▶ _GIVEN TASK A_: Using the article on money market fund reform, decide whether each statement agrees with it: (i) Prime and Muni funds will require floating NAV for institutional investors; (ii) liquidity fees on redemptions can reach up to 5%; (iii) gates apply when weekly liquid assets fall under 30%. Give yes or no for each and quote the words of the article that decide it.
▶ _GIVEN TASK B_: Turn the paragraph of the money market fund reform article that begins "2) Tech20 shifting out to Government only" into a short bulleted list that keeps its main facts.
▶ _GIVEN TASK C_: In the article on money market fund reform, what two examples of supply in the government space are given?

▶ _ARTICLE_:
Implications of Money Market Fund Reform: The Landscape; What Has Happened, What Can We Expect?
Ahead of October’s money market fund reform, members discussed demand trends affecting shifts between Prime and Government funds and their market implications. They also touched on the supply available in the government space to accommodate the upcoming shift (Treasury bills, Fed RRP facility, etc.) and other alternatives that offer an outlet for investors affected by the changes.
Key Takeaways
1) Know what’s coming. The key aspect of MMF reform is that Prime and Muni funds will require floating NAV for institutional investors, with “fees” (liquidity fees up to 2% on redemptions) and “gates” (suspended redemptions) in instances when “weekly liquid assets” fall under 30%.
2) Tech20 shifting out to Government only. A majority of the members who participated in the Tech20 pre-meeting survey reported that they were either always limited to Government-only MMFs, or were planning to switch to them as a result of coming reforms. This may be the most rational response too, because of tax implications of gains and losses associated with FNAV products, as well as accounting headaches.

▶ _INFORMATION GIVEN_:

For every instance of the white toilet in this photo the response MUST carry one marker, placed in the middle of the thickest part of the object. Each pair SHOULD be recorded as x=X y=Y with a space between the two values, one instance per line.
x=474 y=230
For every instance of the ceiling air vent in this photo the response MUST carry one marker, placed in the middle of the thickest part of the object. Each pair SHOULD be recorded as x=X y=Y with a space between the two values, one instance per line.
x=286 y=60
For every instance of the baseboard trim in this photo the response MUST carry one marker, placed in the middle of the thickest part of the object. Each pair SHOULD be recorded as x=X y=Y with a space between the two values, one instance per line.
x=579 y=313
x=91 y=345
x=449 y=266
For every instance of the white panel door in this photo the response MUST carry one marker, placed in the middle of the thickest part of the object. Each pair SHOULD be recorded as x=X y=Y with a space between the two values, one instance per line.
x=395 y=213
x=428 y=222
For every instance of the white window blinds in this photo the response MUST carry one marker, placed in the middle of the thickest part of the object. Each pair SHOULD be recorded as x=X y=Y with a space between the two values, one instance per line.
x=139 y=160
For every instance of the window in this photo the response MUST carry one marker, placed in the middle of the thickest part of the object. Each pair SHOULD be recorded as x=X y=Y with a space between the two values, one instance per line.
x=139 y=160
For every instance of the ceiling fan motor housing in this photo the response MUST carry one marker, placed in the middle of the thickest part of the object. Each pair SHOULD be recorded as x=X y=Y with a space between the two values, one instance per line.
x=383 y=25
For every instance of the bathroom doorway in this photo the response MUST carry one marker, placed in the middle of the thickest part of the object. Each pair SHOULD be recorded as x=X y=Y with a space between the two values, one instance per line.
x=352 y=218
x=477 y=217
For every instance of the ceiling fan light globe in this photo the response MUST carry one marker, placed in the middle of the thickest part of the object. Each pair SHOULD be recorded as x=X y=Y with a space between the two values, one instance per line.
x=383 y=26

▶ _CORRECT RESULT A_:
(i) Yes: "Prime and Muni funds will require floating NAV for institutional investors"
(ii) No: "liquidity fees up to 2% on redemptions"
(iii) Yes: "in instances when “weekly liquid assets” fall under 30%"

▶ _CORRECT RESULT B_:
- Most members who took the Tech20 pre-meeting survey were either always limited to Government-only MMFs or planned to switch to them because of the coming reforms.
- This may be the most rational response.
- FNAV products bring tax implications from gains and losses.
- They also bring accounting headaches.

▶ _CORRECT RESULT C_: Treasury bills and the Fed RRP facility.